_DIRECTIVE_
Copy each of the following records word for word, without changing any line.
——————
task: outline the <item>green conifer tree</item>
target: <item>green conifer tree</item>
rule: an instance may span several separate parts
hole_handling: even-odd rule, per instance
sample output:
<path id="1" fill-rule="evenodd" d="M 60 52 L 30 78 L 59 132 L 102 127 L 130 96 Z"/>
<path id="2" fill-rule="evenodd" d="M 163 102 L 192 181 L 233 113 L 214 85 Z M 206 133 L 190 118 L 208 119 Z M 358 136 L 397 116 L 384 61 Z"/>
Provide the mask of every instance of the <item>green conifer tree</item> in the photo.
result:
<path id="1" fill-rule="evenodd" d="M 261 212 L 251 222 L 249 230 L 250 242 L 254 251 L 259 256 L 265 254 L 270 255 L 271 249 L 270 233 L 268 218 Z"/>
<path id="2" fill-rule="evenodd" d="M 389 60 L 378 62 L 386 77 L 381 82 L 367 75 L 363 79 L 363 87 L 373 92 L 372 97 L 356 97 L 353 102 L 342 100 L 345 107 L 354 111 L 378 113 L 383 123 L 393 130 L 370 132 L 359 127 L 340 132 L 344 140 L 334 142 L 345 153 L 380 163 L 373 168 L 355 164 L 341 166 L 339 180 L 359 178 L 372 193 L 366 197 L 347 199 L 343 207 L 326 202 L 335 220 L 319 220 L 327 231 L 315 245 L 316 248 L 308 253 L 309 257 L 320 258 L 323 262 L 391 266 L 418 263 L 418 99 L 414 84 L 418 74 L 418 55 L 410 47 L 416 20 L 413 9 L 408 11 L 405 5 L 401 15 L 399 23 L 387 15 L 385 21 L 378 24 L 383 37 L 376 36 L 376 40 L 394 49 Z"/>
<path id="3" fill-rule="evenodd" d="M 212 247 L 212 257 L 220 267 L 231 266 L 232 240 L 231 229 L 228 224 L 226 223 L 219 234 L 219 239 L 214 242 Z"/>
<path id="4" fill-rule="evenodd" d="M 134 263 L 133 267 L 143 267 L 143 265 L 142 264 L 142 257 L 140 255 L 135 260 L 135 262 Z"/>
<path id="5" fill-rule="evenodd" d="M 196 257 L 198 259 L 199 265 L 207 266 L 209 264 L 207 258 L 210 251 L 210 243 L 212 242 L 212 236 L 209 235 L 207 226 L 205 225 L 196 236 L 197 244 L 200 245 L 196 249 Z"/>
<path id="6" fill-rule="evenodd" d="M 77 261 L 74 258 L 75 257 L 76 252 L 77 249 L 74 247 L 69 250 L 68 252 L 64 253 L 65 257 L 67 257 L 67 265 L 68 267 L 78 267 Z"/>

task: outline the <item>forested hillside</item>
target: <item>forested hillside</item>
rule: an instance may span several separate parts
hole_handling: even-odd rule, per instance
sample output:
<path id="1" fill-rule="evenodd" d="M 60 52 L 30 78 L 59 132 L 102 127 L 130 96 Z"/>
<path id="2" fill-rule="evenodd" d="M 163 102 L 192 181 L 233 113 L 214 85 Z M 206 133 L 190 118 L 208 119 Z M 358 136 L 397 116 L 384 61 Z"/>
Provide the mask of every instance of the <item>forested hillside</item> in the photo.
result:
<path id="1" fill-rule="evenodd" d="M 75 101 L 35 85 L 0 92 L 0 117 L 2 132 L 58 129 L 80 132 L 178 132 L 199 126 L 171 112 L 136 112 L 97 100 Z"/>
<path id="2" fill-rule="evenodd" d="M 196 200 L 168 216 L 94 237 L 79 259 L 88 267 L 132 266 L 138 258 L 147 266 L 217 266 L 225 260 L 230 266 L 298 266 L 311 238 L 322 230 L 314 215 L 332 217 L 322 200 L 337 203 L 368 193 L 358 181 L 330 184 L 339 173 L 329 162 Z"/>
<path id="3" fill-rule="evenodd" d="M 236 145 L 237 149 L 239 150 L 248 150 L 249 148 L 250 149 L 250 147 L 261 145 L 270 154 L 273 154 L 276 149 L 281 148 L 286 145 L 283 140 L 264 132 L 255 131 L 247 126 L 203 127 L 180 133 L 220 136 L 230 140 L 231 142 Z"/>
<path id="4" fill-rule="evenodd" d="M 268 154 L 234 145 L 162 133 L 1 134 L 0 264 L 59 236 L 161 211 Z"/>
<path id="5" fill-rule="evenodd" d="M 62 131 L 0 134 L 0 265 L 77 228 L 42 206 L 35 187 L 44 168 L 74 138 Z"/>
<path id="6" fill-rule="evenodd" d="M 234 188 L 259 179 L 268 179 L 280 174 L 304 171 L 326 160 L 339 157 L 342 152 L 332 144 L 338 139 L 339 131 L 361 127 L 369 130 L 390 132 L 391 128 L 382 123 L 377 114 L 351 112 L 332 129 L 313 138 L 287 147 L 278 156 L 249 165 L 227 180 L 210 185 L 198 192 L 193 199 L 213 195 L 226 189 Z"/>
——————
_RESPONSE TO THE EXERCISE_
task: outline the <item>green conifer tree</item>
target: <item>green conifer tree</item>
rule: an instance may span several separate parts
hole_handling: even-odd rule, per instance
sample output:
<path id="1" fill-rule="evenodd" d="M 60 52 L 30 78 L 59 132 L 102 127 L 130 96 Z"/>
<path id="2" fill-rule="evenodd" d="M 163 102 L 192 181 L 233 113 L 214 85 Z M 206 133 L 190 118 L 208 119 Z M 358 136 L 397 116 L 384 61 Z"/>
Provide the mask of every instance of the <item>green conifer tree</item> in the photo.
result:
<path id="1" fill-rule="evenodd" d="M 261 212 L 251 222 L 249 230 L 250 242 L 254 251 L 259 256 L 265 254 L 270 255 L 271 249 L 270 233 L 268 218 Z"/>
<path id="2" fill-rule="evenodd" d="M 389 60 L 378 62 L 386 77 L 381 82 L 367 75 L 363 79 L 363 87 L 373 92 L 372 97 L 356 97 L 353 102 L 342 100 L 345 107 L 354 111 L 378 113 L 383 123 L 393 130 L 370 132 L 359 127 L 340 132 L 344 140 L 334 142 L 345 153 L 380 163 L 373 168 L 355 164 L 341 166 L 339 180 L 359 178 L 372 193 L 366 197 L 347 199 L 343 207 L 326 202 L 335 220 L 319 220 L 327 231 L 315 245 L 316 248 L 308 253 L 309 257 L 320 258 L 323 262 L 391 266 L 418 263 L 418 99 L 414 84 L 418 74 L 418 55 L 410 47 L 416 20 L 413 9 L 408 11 L 405 5 L 401 15 L 399 23 L 387 15 L 385 21 L 378 24 L 383 37 L 376 36 L 376 40 L 394 49 Z"/>
<path id="3" fill-rule="evenodd" d="M 212 247 L 212 257 L 220 267 L 231 266 L 232 240 L 231 229 L 228 224 L 226 223 L 219 234 L 219 239 L 214 242 Z"/>
<path id="4" fill-rule="evenodd" d="M 134 263 L 133 267 L 143 267 L 143 265 L 142 264 L 142 257 L 140 255 L 135 260 L 135 262 Z"/>
<path id="5" fill-rule="evenodd" d="M 196 257 L 198 259 L 199 265 L 207 266 L 209 264 L 207 258 L 210 251 L 210 243 L 212 242 L 212 236 L 209 235 L 207 226 L 205 225 L 196 236 L 197 244 L 200 245 L 196 249 Z"/>
<path id="6" fill-rule="evenodd" d="M 77 261 L 74 258 L 75 257 L 76 252 L 77 249 L 74 247 L 69 250 L 68 252 L 64 253 L 65 257 L 67 257 L 67 265 L 68 267 L 78 267 Z"/>

task: outline the <item>forested hillside</item>
target: <item>forested hillside</item>
rule: an instance may span several separate parts
hole_handling: even-odd rule, per instance
sample output:
<path id="1" fill-rule="evenodd" d="M 60 52 L 30 78 L 59 132 L 102 127 L 130 96 Z"/>
<path id="2" fill-rule="evenodd" d="M 163 102 L 192 181 L 233 113 L 214 85 Z M 206 133 L 190 118 L 208 119 Z M 358 136 L 397 116 L 384 61 Z"/>
Provide the mask of every instance of the <item>forested hillside</item> in the photo.
result:
<path id="1" fill-rule="evenodd" d="M 75 101 L 35 85 L 0 92 L 0 117 L 2 132 L 58 129 L 80 132 L 178 132 L 199 126 L 171 112 L 136 112 L 97 100 Z"/>
<path id="2" fill-rule="evenodd" d="M 196 200 L 168 216 L 94 237 L 79 259 L 88 267 L 132 266 L 138 258 L 147 266 L 217 266 L 225 260 L 230 266 L 298 266 L 311 238 L 322 230 L 314 215 L 332 217 L 322 200 L 337 203 L 368 193 L 358 181 L 330 184 L 339 173 L 329 162 Z"/>
<path id="3" fill-rule="evenodd" d="M 236 145 L 237 149 L 239 150 L 248 150 L 249 148 L 250 149 L 250 147 L 261 145 L 270 154 L 273 154 L 276 149 L 281 148 L 286 145 L 283 140 L 264 132 L 255 131 L 247 126 L 203 127 L 180 133 L 220 136 L 230 140 L 231 142 Z"/>
<path id="4" fill-rule="evenodd" d="M 268 154 L 234 145 L 162 133 L 1 134 L 0 264 L 59 236 L 161 211 Z"/>
<path id="5" fill-rule="evenodd" d="M 62 131 L 0 134 L 0 265 L 77 228 L 42 206 L 35 187 L 44 168 L 74 138 Z"/>
<path id="6" fill-rule="evenodd" d="M 234 188 L 259 179 L 268 179 L 280 174 L 304 171 L 326 160 L 339 157 L 342 152 L 332 144 L 338 139 L 339 131 L 361 127 L 369 130 L 390 132 L 391 128 L 382 123 L 377 114 L 351 112 L 332 129 L 313 138 L 287 147 L 278 156 L 249 165 L 227 180 L 210 185 L 198 192 L 193 199 L 213 195 L 226 189 Z"/>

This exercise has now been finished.